Prompt: Update the items below by changing every "bridge railing" to "balcony railing" and keeping everything else the same. Leave the pictures out of your answer.

Task data:
• • • • •

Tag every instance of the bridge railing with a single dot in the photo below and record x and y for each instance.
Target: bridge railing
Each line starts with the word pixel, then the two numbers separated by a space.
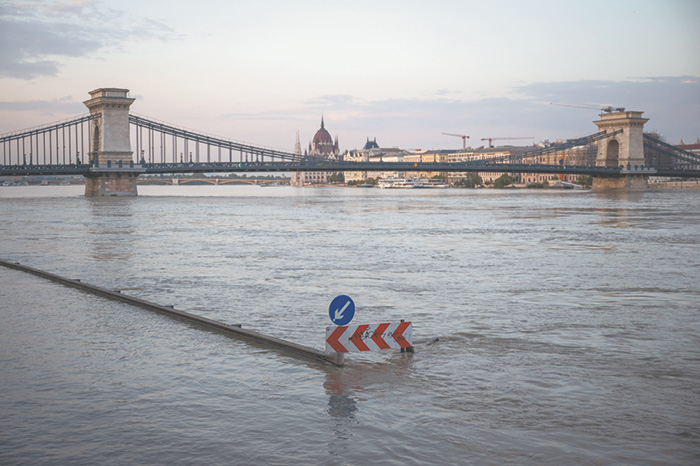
pixel 168 143
pixel 50 144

• • • • •

The output:
Tag every instance of the balcony railing with a single dot in the photo below and record x and y for each instance.
Target: balcony railing
Each line starts with the word pixel, then the two numbers separated by a space.
pixel 168 143
pixel 50 144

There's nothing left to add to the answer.